→ **Task description**
Count the lines in the records below that contain the string "dataset", treating uppercase and lowercase letters as different. Give only the number.

--- Start ---

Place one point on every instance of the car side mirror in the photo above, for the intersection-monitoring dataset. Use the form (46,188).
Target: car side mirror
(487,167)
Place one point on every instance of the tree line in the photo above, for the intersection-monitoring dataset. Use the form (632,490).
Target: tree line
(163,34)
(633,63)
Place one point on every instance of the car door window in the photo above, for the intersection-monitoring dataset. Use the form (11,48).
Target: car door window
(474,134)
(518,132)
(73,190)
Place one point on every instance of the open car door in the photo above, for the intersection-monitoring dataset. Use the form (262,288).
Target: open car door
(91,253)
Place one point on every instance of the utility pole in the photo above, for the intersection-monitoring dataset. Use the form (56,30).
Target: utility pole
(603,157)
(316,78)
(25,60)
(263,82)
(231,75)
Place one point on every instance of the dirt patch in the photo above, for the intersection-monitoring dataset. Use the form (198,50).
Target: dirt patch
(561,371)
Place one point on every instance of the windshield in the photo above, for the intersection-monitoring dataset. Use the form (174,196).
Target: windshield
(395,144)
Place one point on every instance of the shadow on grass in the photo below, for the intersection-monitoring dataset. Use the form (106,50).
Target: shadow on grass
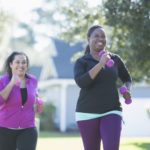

--- End ---

→ **Written solution**
8